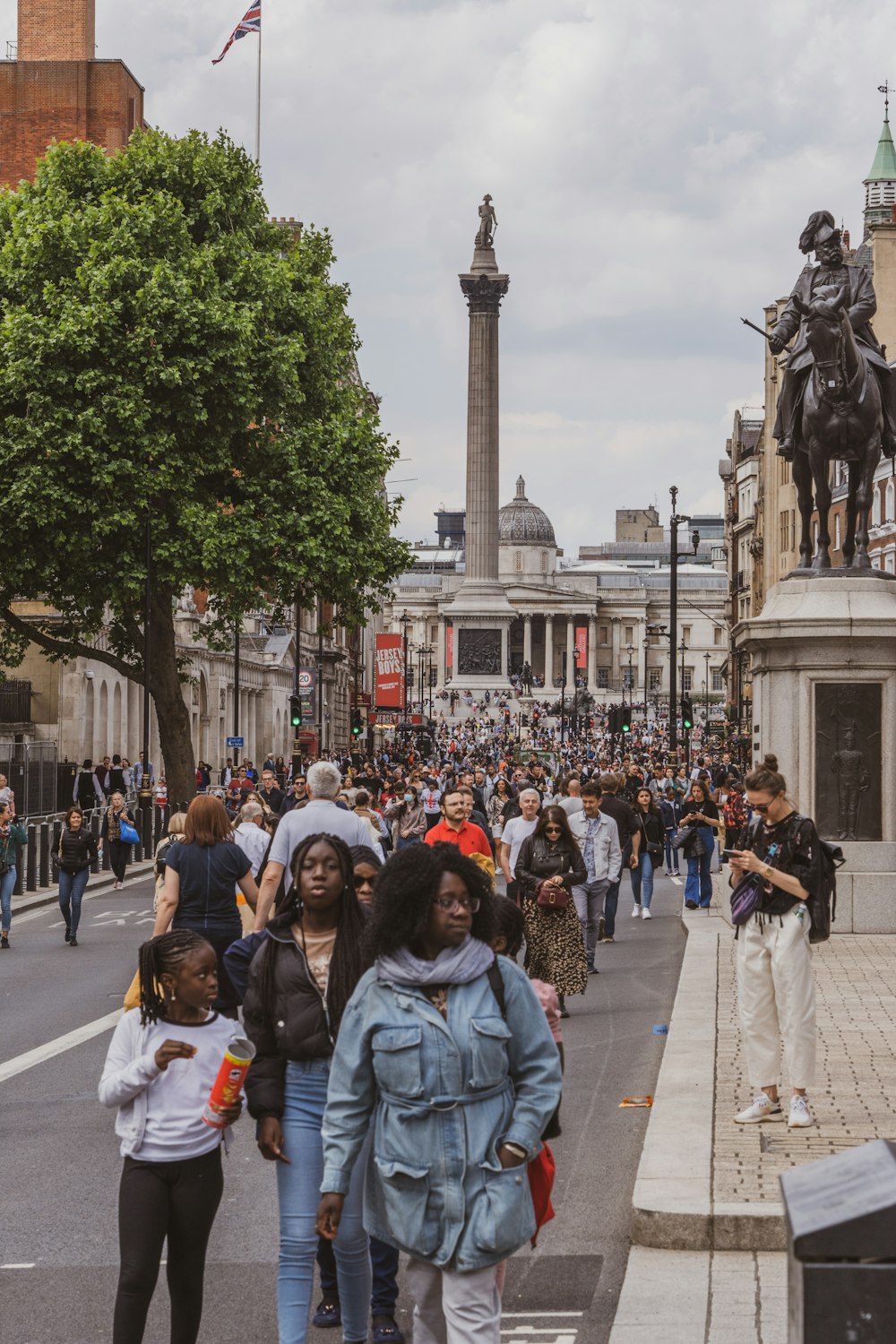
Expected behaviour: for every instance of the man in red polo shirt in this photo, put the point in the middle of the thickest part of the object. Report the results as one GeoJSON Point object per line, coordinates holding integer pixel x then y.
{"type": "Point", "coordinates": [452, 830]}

————

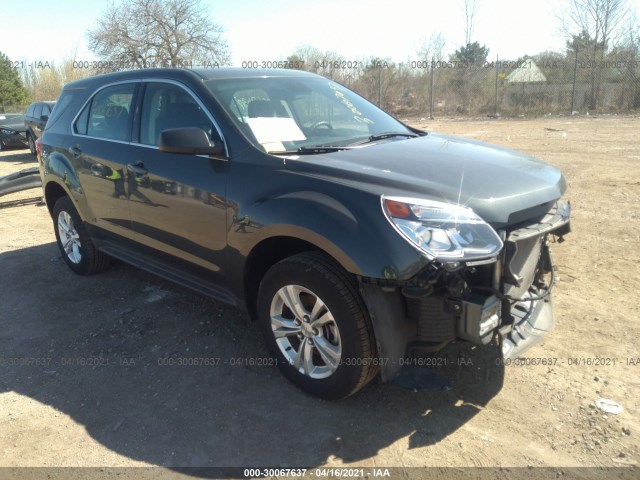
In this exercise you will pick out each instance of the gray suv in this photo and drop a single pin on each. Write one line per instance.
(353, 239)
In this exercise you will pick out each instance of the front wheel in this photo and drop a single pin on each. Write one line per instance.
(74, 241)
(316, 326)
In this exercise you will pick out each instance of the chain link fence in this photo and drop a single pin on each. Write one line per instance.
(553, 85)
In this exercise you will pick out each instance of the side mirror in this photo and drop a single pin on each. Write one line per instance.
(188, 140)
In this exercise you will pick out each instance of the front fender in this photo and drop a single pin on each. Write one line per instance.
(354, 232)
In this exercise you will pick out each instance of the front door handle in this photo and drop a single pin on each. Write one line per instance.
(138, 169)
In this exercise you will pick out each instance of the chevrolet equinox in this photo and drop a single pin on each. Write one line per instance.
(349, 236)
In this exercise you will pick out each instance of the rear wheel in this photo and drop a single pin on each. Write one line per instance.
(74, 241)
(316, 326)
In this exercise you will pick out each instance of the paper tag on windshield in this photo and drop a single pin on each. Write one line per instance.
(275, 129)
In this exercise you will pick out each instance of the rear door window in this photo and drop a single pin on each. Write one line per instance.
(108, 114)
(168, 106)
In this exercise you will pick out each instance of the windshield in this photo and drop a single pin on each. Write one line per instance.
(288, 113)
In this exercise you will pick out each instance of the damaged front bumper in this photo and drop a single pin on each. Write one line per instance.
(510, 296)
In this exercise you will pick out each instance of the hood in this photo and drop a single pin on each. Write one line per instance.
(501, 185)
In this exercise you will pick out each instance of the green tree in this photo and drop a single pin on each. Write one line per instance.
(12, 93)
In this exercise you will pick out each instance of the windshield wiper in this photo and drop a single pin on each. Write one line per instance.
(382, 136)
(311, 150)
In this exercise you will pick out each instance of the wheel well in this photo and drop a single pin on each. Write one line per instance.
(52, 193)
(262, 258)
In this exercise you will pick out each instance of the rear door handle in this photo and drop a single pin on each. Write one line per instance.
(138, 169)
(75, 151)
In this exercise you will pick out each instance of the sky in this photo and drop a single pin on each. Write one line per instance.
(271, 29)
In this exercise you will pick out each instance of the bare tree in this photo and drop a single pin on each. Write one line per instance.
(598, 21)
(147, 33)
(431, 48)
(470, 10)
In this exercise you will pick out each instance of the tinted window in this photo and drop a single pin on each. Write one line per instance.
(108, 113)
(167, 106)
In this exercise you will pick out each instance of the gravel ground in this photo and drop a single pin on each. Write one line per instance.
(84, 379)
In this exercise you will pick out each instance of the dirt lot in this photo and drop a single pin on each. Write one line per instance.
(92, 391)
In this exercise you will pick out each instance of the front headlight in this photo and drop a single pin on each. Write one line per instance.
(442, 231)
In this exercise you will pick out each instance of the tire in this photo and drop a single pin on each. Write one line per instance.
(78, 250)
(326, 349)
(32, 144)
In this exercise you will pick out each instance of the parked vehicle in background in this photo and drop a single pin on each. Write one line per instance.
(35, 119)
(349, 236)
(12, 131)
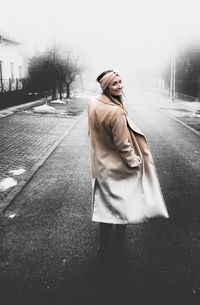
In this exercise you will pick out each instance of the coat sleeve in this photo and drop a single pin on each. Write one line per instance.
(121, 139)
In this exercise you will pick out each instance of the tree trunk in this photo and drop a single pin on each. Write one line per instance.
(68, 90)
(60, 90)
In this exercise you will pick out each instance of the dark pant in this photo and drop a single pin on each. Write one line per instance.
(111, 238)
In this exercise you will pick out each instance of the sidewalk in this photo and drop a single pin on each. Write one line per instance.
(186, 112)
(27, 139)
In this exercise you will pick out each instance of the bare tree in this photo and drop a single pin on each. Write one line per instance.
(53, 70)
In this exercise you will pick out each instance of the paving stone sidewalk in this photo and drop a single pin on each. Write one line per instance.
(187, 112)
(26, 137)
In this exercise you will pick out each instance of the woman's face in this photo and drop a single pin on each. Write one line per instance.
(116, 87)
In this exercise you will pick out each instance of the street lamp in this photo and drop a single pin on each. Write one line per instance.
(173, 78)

————

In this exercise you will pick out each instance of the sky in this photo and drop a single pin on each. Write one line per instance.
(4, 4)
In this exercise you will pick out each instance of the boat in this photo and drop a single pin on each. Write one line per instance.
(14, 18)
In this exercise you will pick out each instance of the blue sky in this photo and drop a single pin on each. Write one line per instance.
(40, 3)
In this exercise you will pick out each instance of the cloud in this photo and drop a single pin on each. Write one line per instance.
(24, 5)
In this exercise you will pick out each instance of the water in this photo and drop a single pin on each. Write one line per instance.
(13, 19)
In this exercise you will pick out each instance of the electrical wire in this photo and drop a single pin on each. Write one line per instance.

————

Выпишите из записей выше все строки, где встречается слово «rear». Регистр букв учитывается.

▶ [Результат]:
In this exercise you will pick out each instance of the rear wheel in this photo and drop a single pin on each. Write one line per instance.
In this exercise you will pick out each instance of the rear door window in this photo and drop a single pin on each. Write one line per instance.
In this exercise you will pick out each instance of the rear door handle in this photo and drop a single pin on each. Write one line per instance.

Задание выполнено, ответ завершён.